SOURCE RECORDS:
>>>>>
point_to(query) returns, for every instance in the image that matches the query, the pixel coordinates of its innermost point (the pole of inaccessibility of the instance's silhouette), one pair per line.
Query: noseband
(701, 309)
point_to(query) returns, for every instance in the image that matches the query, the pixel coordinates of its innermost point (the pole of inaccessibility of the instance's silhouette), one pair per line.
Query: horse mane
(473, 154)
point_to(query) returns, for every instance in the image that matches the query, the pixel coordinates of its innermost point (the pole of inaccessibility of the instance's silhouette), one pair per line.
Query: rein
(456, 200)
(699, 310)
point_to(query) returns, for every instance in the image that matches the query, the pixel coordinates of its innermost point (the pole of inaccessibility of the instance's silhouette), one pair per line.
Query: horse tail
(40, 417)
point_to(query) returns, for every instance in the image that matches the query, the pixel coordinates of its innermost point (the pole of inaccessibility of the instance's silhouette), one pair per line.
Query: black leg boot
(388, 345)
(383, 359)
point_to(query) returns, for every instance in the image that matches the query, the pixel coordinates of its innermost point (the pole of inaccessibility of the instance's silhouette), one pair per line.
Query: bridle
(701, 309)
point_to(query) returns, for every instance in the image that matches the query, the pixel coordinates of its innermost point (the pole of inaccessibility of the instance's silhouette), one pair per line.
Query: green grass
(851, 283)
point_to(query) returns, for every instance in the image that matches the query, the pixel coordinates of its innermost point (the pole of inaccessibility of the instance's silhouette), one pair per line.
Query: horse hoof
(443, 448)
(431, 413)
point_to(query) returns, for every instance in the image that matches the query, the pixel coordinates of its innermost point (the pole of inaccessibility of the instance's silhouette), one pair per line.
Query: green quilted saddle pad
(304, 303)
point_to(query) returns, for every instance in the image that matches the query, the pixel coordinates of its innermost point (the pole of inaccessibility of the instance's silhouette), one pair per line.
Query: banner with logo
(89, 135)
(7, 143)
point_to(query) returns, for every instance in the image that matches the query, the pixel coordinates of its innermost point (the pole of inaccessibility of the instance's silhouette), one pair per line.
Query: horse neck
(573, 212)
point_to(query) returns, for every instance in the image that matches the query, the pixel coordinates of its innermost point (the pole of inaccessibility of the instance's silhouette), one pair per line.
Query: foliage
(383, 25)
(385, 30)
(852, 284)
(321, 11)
<<<<<
PROBLEM STATEMENT:
Reproduce the listing in full, exactly, so that no line is missing.

OUTPUT FOR THIS EXERCISE:
point_to(query) returns, for every instance in the image that matches the query, the pixel coordinates of its innermost point (the pole of inaccessibility of the instance's silhouette), one pair per line.
Query: noseband
(701, 309)
point_to(query) returns, for every instance in the image that matches the query, the pixel coordinates of its innermost point (the pole of inaccessibility of the instance's silhouette), one pair per line.
Query: horse mane
(473, 154)
point_to(query) returns, for every instance in the image that matches the query, the pixel coordinates of its innermost point (the pole of inaccessibility of the instance's silhouette), one pair per line.
Query: rein
(456, 200)
(699, 310)
point_to(query) returns, for every instance in the image that matches the query, the pixel coordinates of its innermost point (the pole of inaccessibility of the instance's silhouette), one pair per line.
Query: horse tail
(40, 417)
point_to(query) returns, for every instance in the image that matches the query, the pixel coordinates of its innermost point (the pole of inaccessibility of the instance's silhouette), one pair per line.
Query: black leg boot
(388, 345)
(383, 359)
point_to(query) returns, for every instance in the image that matches the query, the pixel coordinates of its innermost point (the pole of inaccessibility of the instance's silhouette), one pair per line.
Query: bridle
(701, 309)
point_to(query) returns, for every instance in the image that matches the query, the pixel coordinates of its innermost point (the pole of inaccessibility of the instance's silhouette), one pair per line.
Query: green grass
(851, 283)
point_to(query) returns, for every instance in the image that matches the query, the pixel coordinates of its innermost point (the pole of inaccessibility of the instance's silhouette), one pair per line.
Query: horse hoof
(443, 448)
(431, 413)
point_to(query) returns, for every instance in the image that matches the query, the pixel coordinates of its innermost point (the pole of inaccessibility of the instance's silhouette), one pair per line.
Query: green quilted saddle pad
(304, 303)
point_to(query) returns, for every instance in the image that matches the query, the pixel coordinates of its innermost point (the pole of inaccessibility of the instance's silhouette), one pair per line.
Query: banner with logo
(89, 135)
(7, 143)
point_to(query) returns, for every instance in the image that matches the query, the pixel coordinates of its innermost point (the pole of inaccessibility of the instance's silhouette), one pair per line.
Query: horse neck
(573, 212)
point_to(query) returns, for every instance in the image that matches the query, the pixel coordinates of its innermost point (the pole of inaccessibility of the instance's silhouette), one pair per line.
Query: foliage
(383, 25)
(385, 30)
(852, 284)
(321, 11)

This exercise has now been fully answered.